AIM OF THE TASK: Please filter the items below and copy out every line that contains the string "logo", leaving each line unchanged.

PROVIDED INFORMATION:
▶

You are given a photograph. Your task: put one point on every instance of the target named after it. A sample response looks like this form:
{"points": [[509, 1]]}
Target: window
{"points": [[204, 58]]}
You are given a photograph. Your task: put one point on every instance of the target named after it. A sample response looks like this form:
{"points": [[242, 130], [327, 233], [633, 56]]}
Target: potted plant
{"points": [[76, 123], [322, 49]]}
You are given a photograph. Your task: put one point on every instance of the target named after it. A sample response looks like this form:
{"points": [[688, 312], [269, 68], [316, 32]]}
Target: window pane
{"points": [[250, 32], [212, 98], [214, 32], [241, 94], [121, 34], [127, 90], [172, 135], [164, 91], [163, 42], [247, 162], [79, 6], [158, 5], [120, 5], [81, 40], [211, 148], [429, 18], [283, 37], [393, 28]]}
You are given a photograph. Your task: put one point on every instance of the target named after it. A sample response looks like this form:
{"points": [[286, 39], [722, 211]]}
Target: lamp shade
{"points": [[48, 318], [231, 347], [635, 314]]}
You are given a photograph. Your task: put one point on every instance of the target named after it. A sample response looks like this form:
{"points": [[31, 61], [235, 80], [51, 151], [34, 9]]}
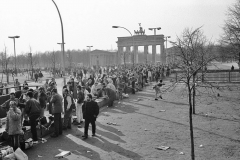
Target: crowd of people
{"points": [[77, 97]]}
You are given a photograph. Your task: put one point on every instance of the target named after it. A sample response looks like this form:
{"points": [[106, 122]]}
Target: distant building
{"points": [[102, 58]]}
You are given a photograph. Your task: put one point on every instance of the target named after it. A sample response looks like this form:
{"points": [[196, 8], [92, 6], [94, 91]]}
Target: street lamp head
{"points": [[13, 36]]}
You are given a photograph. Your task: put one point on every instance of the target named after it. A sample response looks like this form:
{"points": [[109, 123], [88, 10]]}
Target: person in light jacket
{"points": [[13, 124]]}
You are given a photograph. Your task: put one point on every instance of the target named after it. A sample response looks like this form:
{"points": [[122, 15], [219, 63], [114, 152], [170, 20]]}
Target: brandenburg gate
{"points": [[140, 39]]}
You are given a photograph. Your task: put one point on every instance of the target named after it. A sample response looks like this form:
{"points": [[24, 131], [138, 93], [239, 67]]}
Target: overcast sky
{"points": [[89, 22]]}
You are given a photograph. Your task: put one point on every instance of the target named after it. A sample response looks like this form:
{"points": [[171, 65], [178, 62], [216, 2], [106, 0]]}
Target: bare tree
{"points": [[193, 53], [231, 35]]}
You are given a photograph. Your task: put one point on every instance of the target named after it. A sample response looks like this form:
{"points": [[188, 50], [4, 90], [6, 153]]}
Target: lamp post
{"points": [[89, 47], [157, 28], [13, 37], [166, 43], [132, 40], [63, 51]]}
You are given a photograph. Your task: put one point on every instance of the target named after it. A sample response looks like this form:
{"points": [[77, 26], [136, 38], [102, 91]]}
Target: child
{"points": [[157, 89]]}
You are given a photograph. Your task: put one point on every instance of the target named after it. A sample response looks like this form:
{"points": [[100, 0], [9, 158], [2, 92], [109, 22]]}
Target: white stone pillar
{"points": [[128, 54], [135, 54], [145, 53], [154, 53], [163, 54]]}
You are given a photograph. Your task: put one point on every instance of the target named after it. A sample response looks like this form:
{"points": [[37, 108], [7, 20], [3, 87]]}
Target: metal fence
{"points": [[226, 76]]}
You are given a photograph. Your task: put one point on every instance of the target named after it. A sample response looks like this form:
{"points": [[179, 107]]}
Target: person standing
{"points": [[42, 97], [157, 89], [32, 110], [110, 94], [90, 111], [17, 85], [68, 102], [80, 99], [56, 102], [13, 124]]}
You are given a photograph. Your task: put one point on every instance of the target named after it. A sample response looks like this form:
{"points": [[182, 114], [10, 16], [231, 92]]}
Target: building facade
{"points": [[102, 58]]}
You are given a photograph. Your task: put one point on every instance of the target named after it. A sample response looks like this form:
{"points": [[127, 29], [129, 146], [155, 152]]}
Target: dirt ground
{"points": [[140, 124]]}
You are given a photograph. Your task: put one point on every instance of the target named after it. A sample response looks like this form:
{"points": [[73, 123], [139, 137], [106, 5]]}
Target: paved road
{"points": [[120, 141]]}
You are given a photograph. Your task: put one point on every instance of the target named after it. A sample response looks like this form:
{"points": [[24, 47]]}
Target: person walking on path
{"points": [[110, 94], [80, 99], [42, 98], [90, 111], [32, 110], [157, 89], [17, 85], [56, 102]]}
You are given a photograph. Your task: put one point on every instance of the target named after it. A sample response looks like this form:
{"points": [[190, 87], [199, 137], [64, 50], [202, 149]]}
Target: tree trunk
{"points": [[190, 122]]}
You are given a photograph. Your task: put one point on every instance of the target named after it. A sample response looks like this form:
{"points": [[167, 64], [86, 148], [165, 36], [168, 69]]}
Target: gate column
{"points": [[153, 53], [145, 53], [163, 54], [127, 55]]}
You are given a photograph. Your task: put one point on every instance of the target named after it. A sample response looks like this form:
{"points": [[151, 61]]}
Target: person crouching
{"points": [[13, 124]]}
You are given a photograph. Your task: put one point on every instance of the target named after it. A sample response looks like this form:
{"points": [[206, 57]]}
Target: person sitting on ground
{"points": [[13, 125], [6, 104], [25, 84], [110, 85], [94, 89]]}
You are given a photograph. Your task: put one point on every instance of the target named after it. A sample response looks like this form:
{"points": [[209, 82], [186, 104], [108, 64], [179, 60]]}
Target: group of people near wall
{"points": [[78, 96]]}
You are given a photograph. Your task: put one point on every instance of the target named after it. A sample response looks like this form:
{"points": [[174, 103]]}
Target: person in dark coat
{"points": [[90, 111], [32, 110], [110, 94], [56, 101], [42, 97], [68, 102]]}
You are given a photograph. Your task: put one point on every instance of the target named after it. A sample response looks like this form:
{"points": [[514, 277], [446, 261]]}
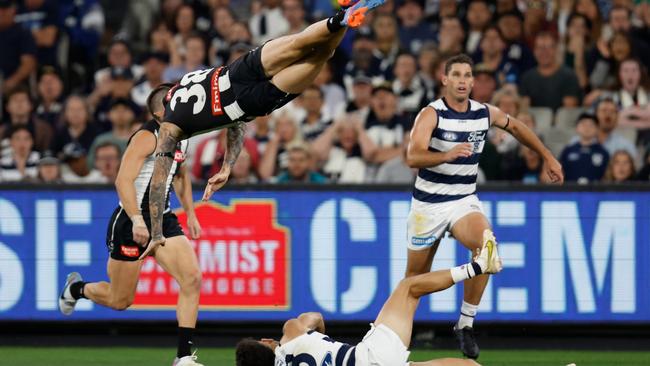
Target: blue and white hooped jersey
{"points": [[457, 179], [314, 349]]}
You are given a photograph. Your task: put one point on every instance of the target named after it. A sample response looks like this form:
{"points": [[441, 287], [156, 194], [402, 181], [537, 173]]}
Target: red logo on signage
{"points": [[131, 252], [216, 94], [244, 256]]}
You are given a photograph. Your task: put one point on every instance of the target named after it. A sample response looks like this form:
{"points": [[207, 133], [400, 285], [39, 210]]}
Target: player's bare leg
{"points": [[469, 231], [119, 293], [178, 259], [168, 136]]}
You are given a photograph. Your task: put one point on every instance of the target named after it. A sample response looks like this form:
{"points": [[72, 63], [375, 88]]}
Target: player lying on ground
{"points": [[446, 143], [253, 85], [128, 232], [304, 343]]}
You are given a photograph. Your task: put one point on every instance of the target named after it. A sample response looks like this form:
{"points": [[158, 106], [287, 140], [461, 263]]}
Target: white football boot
{"points": [[66, 301]]}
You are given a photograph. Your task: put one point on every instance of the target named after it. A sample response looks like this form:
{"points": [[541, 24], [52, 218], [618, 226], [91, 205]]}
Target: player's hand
{"points": [[216, 182], [194, 227], [139, 230], [552, 171], [153, 244], [464, 150]]}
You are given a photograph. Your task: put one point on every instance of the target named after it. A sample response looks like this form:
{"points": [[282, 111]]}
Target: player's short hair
{"points": [[250, 352], [156, 99], [458, 59]]}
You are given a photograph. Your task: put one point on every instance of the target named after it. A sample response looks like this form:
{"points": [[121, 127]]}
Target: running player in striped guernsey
{"points": [[128, 231], [447, 140], [304, 342]]}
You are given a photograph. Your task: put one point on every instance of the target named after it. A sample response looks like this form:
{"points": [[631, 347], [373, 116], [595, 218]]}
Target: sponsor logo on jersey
{"points": [[244, 257], [216, 94], [131, 252]]}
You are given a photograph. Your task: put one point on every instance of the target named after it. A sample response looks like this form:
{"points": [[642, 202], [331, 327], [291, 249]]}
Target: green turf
{"points": [[80, 356]]}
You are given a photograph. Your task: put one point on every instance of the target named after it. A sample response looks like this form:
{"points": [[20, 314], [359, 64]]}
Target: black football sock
{"points": [[184, 342], [77, 290], [334, 22]]}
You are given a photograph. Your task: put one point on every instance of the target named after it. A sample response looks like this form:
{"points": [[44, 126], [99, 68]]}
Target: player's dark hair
{"points": [[156, 99], [458, 59], [250, 352]]}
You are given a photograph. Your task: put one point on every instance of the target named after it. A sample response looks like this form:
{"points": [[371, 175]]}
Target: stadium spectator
{"points": [[76, 125], [299, 165], [121, 116], [275, 158], [268, 22], [361, 97], [22, 161], [333, 94], [192, 60], [411, 90], [491, 54], [50, 96], [550, 84], [451, 38], [315, 122], [49, 170], [40, 17], [511, 26], [395, 170], [211, 151], [585, 160], [18, 59], [117, 88], [620, 168], [119, 57], [19, 108], [414, 31], [577, 46], [478, 18], [154, 64], [383, 125], [345, 149], [485, 84], [387, 47], [243, 172], [294, 12], [75, 168], [107, 160], [607, 115], [363, 62]]}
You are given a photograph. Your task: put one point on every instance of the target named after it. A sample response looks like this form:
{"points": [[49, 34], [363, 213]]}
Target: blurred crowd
{"points": [[75, 75]]}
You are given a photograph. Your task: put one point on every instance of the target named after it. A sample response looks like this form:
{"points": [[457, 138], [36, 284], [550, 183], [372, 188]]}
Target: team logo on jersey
{"points": [[244, 257], [216, 94], [449, 136]]}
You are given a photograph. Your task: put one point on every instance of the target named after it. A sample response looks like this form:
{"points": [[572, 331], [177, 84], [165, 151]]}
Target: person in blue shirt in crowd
{"points": [[586, 160]]}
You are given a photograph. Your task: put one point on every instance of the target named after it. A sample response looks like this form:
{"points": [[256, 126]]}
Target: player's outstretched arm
{"points": [[552, 170], [234, 144], [183, 189], [418, 154], [168, 137]]}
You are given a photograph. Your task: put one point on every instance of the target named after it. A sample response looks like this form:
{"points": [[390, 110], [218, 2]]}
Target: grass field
{"points": [[69, 356]]}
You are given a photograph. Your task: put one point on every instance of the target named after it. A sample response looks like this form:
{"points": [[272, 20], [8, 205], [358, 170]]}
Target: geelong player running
{"points": [[446, 142], [304, 343], [253, 85], [128, 232]]}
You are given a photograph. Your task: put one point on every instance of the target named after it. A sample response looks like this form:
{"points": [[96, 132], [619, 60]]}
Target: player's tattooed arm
{"points": [[235, 143]]}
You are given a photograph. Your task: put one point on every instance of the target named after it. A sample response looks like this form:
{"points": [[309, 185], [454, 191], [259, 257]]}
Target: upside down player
{"points": [[128, 231], [446, 142], [304, 343], [254, 85]]}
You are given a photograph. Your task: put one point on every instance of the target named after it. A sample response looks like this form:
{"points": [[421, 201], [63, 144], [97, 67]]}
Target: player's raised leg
{"points": [[117, 294], [179, 260], [472, 231], [398, 311]]}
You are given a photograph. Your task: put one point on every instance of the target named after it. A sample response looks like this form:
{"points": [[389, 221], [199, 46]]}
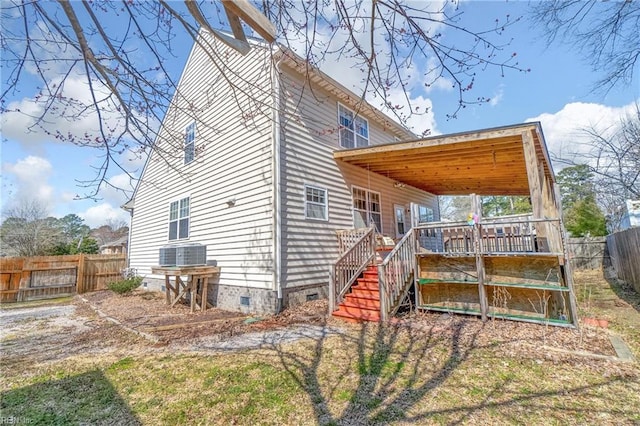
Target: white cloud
{"points": [[69, 117], [99, 215], [497, 96], [333, 44], [30, 176], [118, 190], [564, 129]]}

◀

WRITTEN ANSWER:
Target: red logo on signage
Target: sponsor logo on jersey
Target: team logo on jersey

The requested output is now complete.